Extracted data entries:
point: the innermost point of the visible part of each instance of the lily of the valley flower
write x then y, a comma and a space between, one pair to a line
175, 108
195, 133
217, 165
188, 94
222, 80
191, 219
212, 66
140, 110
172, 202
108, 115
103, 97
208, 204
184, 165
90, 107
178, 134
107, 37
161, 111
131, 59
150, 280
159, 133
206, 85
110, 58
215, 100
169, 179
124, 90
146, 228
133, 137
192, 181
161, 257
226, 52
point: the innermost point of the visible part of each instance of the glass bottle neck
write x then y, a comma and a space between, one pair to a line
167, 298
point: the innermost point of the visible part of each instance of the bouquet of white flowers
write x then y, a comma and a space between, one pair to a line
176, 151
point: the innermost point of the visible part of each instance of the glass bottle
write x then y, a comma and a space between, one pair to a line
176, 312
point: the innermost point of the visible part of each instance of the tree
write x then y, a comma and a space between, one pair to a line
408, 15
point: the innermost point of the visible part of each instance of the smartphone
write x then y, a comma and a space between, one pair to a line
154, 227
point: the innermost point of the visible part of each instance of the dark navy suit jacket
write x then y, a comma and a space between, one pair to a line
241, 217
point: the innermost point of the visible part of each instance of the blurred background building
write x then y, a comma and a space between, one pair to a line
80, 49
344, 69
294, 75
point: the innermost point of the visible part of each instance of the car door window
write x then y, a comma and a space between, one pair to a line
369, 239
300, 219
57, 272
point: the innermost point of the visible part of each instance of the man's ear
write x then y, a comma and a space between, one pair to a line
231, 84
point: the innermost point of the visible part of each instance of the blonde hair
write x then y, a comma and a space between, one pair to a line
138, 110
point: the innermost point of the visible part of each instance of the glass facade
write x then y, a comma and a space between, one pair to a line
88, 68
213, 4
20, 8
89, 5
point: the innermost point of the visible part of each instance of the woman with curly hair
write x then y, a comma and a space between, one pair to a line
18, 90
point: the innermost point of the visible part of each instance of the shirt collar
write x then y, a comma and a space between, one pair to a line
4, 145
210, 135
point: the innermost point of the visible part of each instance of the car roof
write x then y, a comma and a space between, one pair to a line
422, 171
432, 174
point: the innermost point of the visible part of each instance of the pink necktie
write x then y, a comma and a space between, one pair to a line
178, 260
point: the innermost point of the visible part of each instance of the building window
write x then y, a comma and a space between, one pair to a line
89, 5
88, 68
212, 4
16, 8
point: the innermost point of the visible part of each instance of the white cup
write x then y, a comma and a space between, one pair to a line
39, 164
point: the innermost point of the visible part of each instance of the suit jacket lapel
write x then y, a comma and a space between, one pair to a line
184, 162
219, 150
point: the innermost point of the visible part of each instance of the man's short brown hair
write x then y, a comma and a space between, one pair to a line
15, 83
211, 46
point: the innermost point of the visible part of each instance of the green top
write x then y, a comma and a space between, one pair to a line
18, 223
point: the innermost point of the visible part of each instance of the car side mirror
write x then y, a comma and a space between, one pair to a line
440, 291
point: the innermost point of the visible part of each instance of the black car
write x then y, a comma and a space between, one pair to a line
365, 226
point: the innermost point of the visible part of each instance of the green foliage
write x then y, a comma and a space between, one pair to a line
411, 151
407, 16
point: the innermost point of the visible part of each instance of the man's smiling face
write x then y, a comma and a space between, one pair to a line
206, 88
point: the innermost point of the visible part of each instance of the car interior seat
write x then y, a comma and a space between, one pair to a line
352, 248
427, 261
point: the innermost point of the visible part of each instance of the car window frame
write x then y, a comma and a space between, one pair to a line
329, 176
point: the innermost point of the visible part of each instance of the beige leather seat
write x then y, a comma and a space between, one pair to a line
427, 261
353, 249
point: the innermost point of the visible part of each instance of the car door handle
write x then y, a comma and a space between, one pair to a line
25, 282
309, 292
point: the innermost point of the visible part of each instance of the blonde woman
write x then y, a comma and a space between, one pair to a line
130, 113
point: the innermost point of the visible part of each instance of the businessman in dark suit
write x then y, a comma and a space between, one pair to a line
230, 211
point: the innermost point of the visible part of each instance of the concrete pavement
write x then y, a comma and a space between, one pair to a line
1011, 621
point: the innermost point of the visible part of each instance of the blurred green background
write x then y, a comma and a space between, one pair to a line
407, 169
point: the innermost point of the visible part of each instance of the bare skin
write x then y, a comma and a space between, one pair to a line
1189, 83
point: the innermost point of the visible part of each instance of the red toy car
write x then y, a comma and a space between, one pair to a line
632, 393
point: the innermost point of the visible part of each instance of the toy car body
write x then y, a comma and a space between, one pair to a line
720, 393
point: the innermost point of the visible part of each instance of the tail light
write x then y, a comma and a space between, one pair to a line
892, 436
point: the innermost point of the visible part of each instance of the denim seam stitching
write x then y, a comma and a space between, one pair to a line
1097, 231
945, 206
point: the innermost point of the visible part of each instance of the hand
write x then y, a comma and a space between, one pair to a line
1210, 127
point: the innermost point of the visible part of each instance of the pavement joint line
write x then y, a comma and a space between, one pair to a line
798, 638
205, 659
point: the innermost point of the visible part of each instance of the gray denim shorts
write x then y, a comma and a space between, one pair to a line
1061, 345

### What needs to be done
Print each of the lines above again, unchanged.

### Output below
point: the innermost point of the visible part of each instance of the lily of the valley flower
write x then y, a comma and a space between, one pair to a line
175, 108
195, 133
217, 165
188, 94
222, 80
191, 219
212, 66
140, 110
172, 202
108, 115
103, 97
208, 204
184, 165
90, 107
178, 134
107, 37
161, 111
131, 59
150, 280
159, 133
206, 85
110, 58
215, 100
169, 179
124, 90
146, 228
133, 137
192, 181
161, 257
226, 52
point: the innermost point of the visible part of each instance of the glass bottle neck
write x then y, a comma and a space between, one pair to a line
167, 298
point: the innermost point of the visible part of each instance of the bouquet of white flowers
write x then y, a comma and a space between, one pair to a line
176, 151
point: the innermost point of the visible part of each instance of the glass bottle
write x then y, a comma and a space between, one pair to a line
176, 312
point: the innermost point of the visible part of each instance of the tree
write x then y, a comma and a space between, one pair to a line
408, 15
point: the innermost point of the visible part of each instance of the smartphone
write x then y, a comma and a space between, one pair to a line
154, 227
point: the innermost point of the visible part of each instance of the dark navy suit jacket
write x then y, a comma and a space between, one pair to a line
241, 217
point: the innermost point of the visible part of each instance of the blurred background building
write x then y, a comma and a space between, one pair to a line
80, 49
344, 69
294, 75
point: the innermost point of the visible part of each instance of the car door window
write x then y, a comma and a space between, one pair to a line
369, 239
300, 219
57, 272
point: the innermost point of the visible part of each instance of the man's ear
write x then y, a comma and a space between, one pair to a line
231, 84
point: the innermost point of the visible part of each instance of the blonde hair
write x then y, a comma and a space between, one pair to a line
138, 110
point: the innermost point of the visible part of each instance of the glass facade
write x then y, a comma and a space between, one pair to a line
88, 68
213, 4
20, 8
89, 5
point: the innermost point of the visible part of each instance of the woman with curly hair
write x then y, a comma and a space between, one pair to a line
18, 90
point: the innermost point of the visible part of each instance of the shirt collar
write x then y, a comma and a space between, one pair to a line
4, 145
210, 135
point: the innermost point of the visible part of each instance of the car roof
write x then y, a comma and a space between, one pair to a line
422, 171
432, 174
point: the innermost point of the visible part of each instance of the pink necktie
write x then y, a comma and a space between, one pair to a line
178, 260
point: the innermost point of the visible part of each instance of the building window
write x then y, a comma and a space between, one pair to a line
89, 5
88, 68
212, 4
16, 8
point: the innermost point of the visible part of each instance of the white cup
write x then y, a comma and a space between, one pair to a line
39, 164
point: the innermost point of the visible part of each instance of the suit jacket lapel
write x then y, a comma and a space between, one pair to a line
184, 162
219, 150
point: the innermost point of the visible part of each instance of the man's short brown hair
write x then y, a comma and a space between, one pair to a line
15, 83
211, 46
point: the innermost point of the visible part of each instance of the green top
write x then y, a comma and a space between, one pair to a line
18, 223
point: the innermost point of the visible part of each instance of the car side mirror
write x then y, a comma and a space between, one pair to a line
440, 291
point: the innermost point of the visible part of each instance of the black car
write x then y, a comma and a space between, one pair to a line
365, 226
point: the innermost point of the visible part of each instance of the green foliage
write x then y, a comma and a space between, one pair to a line
411, 151
407, 16
point: the innermost point of the visible part of each instance of the man's smiling face
write x then y, a comma and a space between, one pair to a line
206, 88
point: the innermost point of the visible part of each instance of the car interior seat
write x then y, a comma and a space between, one pair to a line
352, 248
427, 261
point: the innermost point of the visible part of each instance of the car window frame
write x then y, a comma and a space between, one pair to a line
329, 176
point: the innermost point of the visible part of each instance of the beige leather seat
write x then y, a comma and a space between, one pair to a line
427, 261
353, 249
point: the innermost point of the visible part of each instance of the car door handle
write x then y, a comma and a space between, one pair to a line
25, 282
309, 292
point: the innermost point of the visible part of each instance of the blonde woman
write x then y, a comma and a space between, one pair to a line
130, 113
point: the innermost point of the visible part of each instance of the businessman in dark suit
write x then y, a comma and a space between, one pair to a line
230, 211
point: the innermost point of the visible part of each instance of the concrete pavement
write x then y, a comma and a space between, one pair to a line
1011, 621
point: the innermost point of the visible part of each instance of the blurred green background
write x then y, a comma and a space between, one pair to a line
407, 169
point: the innermost point of the visible part of each instance of the bare skin
write x then y, a comma and a space between, one pair to a line
1189, 83
point: the innermost point of the visible part of each instance of the red toy car
write x then y, a comma and a space between, one pair to a line
632, 393
point: the innermost point of the visible part of each instance of the toy car body
write x then y, a comma and a space between, one pair to a line
720, 393
point: the innermost point of the visible part of each instance of the tail light
write x then y, a comma and a space between, one pair to a line
892, 436
point: the innermost point of the visible part of each instance of the denim seam stitching
write x then y, a comma and a space between, one pair to a line
1097, 231
945, 206
point: the innermost point of the visible part of each instance of the hand
write x then y, a comma and a space between, one pair to a line
1210, 127
point: the innermost point of the visible part of each instance of the pavement joint line
write x then y, a comma and a space between, one pair to a line
798, 638
205, 659
point: the innermost point of the visible part of each instance of the gray denim shorts
write x then y, a comma and a space between, one pair to a line
1061, 345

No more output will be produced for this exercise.